++++ Given data

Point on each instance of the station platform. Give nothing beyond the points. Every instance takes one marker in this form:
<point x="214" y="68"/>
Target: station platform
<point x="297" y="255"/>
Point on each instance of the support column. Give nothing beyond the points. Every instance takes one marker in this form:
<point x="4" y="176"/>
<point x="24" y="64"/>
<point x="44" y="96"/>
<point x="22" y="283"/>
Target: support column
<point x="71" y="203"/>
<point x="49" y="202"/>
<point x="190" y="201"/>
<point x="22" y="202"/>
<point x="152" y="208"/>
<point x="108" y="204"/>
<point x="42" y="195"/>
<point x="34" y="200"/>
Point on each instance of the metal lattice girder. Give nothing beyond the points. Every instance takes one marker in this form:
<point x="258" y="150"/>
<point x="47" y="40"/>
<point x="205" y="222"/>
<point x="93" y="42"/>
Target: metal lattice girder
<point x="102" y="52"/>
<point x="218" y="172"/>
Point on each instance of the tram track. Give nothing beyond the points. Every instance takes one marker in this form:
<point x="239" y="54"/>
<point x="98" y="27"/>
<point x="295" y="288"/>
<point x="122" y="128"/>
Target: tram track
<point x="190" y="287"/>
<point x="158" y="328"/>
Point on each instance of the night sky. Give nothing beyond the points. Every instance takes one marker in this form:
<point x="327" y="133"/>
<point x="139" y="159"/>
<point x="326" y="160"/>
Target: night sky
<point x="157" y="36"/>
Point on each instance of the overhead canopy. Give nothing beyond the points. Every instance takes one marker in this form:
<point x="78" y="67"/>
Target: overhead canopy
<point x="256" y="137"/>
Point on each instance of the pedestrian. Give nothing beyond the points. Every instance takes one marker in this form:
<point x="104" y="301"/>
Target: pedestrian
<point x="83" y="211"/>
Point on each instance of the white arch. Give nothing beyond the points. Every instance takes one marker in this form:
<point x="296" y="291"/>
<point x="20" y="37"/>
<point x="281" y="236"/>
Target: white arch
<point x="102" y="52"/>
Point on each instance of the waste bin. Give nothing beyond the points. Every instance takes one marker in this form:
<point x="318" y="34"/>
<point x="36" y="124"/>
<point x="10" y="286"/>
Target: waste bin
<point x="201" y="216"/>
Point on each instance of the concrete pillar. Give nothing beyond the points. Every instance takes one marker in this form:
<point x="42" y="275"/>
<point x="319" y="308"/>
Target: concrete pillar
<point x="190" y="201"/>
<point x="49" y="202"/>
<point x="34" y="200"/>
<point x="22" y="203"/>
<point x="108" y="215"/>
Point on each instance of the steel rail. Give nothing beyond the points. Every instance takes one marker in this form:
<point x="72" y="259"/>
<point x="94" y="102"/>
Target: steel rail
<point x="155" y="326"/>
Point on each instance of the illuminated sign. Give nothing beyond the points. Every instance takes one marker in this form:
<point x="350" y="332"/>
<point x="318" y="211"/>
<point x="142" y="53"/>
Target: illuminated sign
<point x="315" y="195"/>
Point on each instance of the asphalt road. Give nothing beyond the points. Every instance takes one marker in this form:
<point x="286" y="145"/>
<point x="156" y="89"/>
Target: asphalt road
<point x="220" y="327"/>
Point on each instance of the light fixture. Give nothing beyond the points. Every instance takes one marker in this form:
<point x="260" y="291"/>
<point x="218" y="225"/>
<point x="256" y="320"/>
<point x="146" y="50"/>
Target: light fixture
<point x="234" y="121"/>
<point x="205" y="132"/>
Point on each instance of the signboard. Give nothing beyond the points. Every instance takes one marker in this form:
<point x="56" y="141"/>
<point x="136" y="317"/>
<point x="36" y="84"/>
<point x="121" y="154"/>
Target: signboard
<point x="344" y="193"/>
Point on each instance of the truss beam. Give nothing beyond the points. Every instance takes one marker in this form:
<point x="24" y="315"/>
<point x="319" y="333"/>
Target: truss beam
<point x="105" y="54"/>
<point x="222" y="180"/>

++++++++

§ **Task**: Rewrite the stretch of lines from the one containing "Point on each instance of the signboard." through the end of the lines, requests included, multiplying every answer coordinate by 2.6 and rounding to whole numbers with halves going up. Leave the numbers in the requests and their format samples as they are.

§ **Worked solution**:
Point on each instance of the signboard. Give nothing beyond the points. Every instance takes one marker in this form:
<point x="56" y="141"/>
<point x="136" y="317"/>
<point x="36" y="84"/>
<point x="121" y="154"/>
Target: signboard
<point x="894" y="502"/>
Point on each instance of the truss beam. Give nothing beyond the points. Every instance takes one marker in this form:
<point x="24" y="315"/>
<point x="319" y="333"/>
Target: truss beam
<point x="273" y="140"/>
<point x="577" y="468"/>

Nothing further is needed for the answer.